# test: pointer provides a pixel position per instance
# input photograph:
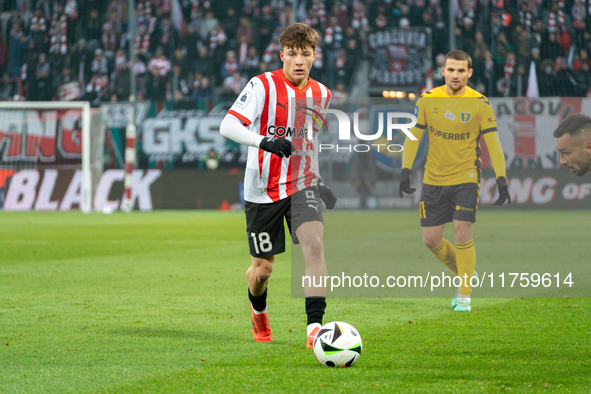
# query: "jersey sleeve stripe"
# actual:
(280, 120)
(264, 121)
(242, 118)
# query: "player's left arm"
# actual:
(488, 127)
(326, 193)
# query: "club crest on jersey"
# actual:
(450, 116)
(243, 100)
(465, 116)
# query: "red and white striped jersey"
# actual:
(272, 106)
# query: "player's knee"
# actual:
(431, 242)
(262, 270)
(315, 247)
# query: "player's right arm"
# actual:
(410, 149)
(247, 107)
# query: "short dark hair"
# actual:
(574, 125)
(298, 36)
(459, 55)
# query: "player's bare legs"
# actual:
(258, 274)
(440, 247)
(310, 235)
(463, 231)
(432, 236)
(466, 255)
(257, 277)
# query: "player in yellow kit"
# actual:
(455, 116)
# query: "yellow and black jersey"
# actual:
(454, 125)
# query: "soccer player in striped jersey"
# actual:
(573, 142)
(455, 116)
(282, 178)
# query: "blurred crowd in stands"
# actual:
(206, 50)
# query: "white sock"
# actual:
(311, 328)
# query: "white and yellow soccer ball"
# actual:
(337, 344)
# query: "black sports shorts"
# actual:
(264, 222)
(442, 204)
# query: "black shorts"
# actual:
(442, 204)
(264, 222)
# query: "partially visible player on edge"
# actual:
(451, 183)
(282, 173)
(573, 142)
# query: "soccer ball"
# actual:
(337, 344)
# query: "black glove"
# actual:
(279, 146)
(327, 195)
(503, 191)
(405, 183)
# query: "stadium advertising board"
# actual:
(398, 57)
(182, 138)
(48, 136)
(525, 129)
(117, 114)
(60, 190)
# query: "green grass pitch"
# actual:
(156, 302)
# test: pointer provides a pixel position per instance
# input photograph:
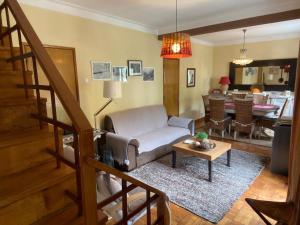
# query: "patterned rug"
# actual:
(187, 185)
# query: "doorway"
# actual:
(171, 86)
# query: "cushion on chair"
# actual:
(160, 137)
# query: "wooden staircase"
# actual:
(32, 188)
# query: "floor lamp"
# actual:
(111, 90)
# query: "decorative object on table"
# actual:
(201, 136)
(224, 81)
(218, 118)
(201, 197)
(176, 45)
(203, 145)
(190, 77)
(101, 70)
(135, 67)
(287, 71)
(120, 73)
(148, 74)
(243, 59)
(111, 90)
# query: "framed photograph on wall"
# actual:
(120, 73)
(101, 70)
(135, 67)
(190, 77)
(148, 74)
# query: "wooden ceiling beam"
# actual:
(248, 22)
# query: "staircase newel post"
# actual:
(88, 177)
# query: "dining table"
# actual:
(268, 110)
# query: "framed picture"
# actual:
(148, 74)
(190, 77)
(101, 70)
(120, 73)
(135, 68)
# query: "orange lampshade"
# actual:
(224, 80)
(176, 45)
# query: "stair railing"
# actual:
(81, 128)
(85, 165)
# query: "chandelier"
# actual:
(243, 60)
(176, 45)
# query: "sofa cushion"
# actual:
(159, 137)
(134, 122)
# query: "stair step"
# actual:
(5, 39)
(21, 185)
(34, 194)
(15, 114)
(24, 149)
(62, 216)
(10, 79)
(4, 65)
(5, 51)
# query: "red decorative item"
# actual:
(224, 80)
(176, 45)
(287, 68)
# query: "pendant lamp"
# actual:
(176, 45)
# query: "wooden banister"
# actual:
(55, 79)
(85, 175)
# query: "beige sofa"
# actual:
(141, 135)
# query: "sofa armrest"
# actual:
(119, 146)
(187, 123)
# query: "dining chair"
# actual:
(218, 118)
(244, 121)
(239, 95)
(205, 99)
(260, 99)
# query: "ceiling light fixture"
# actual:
(243, 60)
(176, 45)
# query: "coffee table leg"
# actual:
(210, 171)
(174, 159)
(228, 158)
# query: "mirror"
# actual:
(273, 75)
(267, 75)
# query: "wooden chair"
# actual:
(218, 119)
(260, 99)
(243, 117)
(282, 212)
(205, 99)
(239, 95)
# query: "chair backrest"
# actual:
(260, 99)
(243, 111)
(216, 106)
(239, 95)
(206, 102)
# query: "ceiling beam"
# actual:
(248, 22)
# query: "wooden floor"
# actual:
(267, 186)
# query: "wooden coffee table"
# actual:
(209, 155)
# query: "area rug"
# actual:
(188, 187)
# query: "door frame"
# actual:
(178, 86)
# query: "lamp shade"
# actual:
(224, 80)
(112, 89)
(176, 45)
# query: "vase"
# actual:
(224, 88)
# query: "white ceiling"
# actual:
(274, 31)
(158, 16)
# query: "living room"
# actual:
(113, 36)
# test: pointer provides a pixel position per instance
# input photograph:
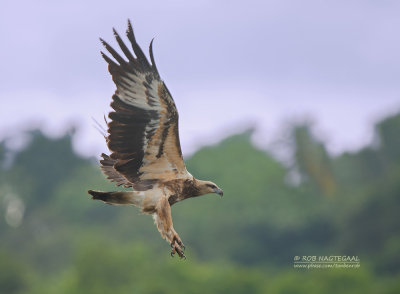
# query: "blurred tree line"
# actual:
(54, 239)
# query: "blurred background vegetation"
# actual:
(54, 239)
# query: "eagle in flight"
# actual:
(143, 140)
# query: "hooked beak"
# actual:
(219, 192)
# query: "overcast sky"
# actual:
(228, 64)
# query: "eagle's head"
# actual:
(207, 187)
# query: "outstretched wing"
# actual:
(143, 131)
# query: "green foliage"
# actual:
(242, 243)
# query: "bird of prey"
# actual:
(143, 139)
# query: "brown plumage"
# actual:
(144, 142)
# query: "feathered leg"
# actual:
(163, 220)
(118, 198)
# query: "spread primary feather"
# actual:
(143, 139)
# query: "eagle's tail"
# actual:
(117, 198)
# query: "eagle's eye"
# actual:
(211, 186)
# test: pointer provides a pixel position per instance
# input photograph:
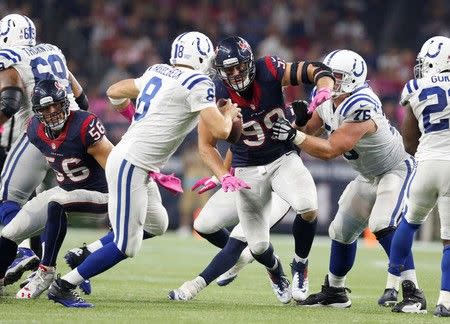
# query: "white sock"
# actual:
(298, 259)
(73, 277)
(410, 275)
(335, 281)
(444, 298)
(25, 243)
(94, 246)
(393, 282)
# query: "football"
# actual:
(236, 128)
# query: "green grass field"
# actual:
(136, 290)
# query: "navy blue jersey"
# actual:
(67, 154)
(262, 104)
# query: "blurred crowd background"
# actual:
(108, 40)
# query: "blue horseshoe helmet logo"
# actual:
(354, 69)
(437, 52)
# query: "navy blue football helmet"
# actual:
(46, 95)
(234, 62)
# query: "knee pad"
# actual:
(258, 247)
(8, 210)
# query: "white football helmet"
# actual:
(17, 30)
(193, 49)
(349, 69)
(433, 58)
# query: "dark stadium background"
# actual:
(105, 41)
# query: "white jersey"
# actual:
(35, 63)
(376, 153)
(167, 109)
(429, 99)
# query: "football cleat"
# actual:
(74, 258)
(37, 284)
(329, 297)
(300, 286)
(229, 276)
(389, 297)
(64, 293)
(413, 300)
(188, 290)
(280, 284)
(441, 311)
(25, 260)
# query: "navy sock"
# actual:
(342, 257)
(101, 260)
(224, 260)
(219, 238)
(8, 210)
(303, 232)
(445, 269)
(267, 258)
(8, 251)
(55, 232)
(401, 247)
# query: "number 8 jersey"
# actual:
(35, 63)
(429, 99)
(167, 109)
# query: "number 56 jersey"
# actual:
(167, 109)
(35, 63)
(429, 99)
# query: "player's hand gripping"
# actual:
(205, 184)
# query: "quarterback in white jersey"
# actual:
(426, 133)
(170, 101)
(358, 130)
(22, 64)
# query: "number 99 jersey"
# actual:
(35, 63)
(429, 99)
(67, 154)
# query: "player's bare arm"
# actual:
(100, 150)
(11, 93)
(410, 132)
(208, 151)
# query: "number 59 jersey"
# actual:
(429, 99)
(35, 63)
(167, 109)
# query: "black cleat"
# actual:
(441, 311)
(329, 297)
(413, 300)
(389, 297)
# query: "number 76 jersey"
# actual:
(429, 99)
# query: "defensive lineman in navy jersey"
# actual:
(265, 164)
(74, 144)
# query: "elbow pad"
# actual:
(10, 98)
(82, 101)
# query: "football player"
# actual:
(266, 164)
(426, 134)
(170, 101)
(22, 64)
(358, 130)
(74, 144)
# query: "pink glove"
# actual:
(232, 183)
(170, 182)
(128, 112)
(322, 95)
(206, 183)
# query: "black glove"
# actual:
(302, 115)
(282, 130)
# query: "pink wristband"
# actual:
(128, 112)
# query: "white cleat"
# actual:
(229, 276)
(39, 283)
(188, 290)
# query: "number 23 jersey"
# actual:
(67, 154)
(429, 99)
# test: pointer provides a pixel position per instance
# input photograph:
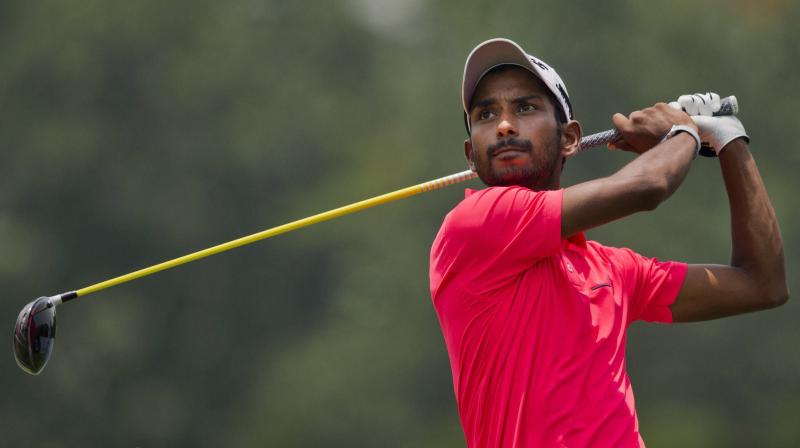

*WHAT TO DO*. Pull out every line of the records that contains the word "dark", and copy each one unchanged.

*RESPONSE FOR THIS EXERCISE*.
# query: "short dark hair"
# query: "dark stadium background"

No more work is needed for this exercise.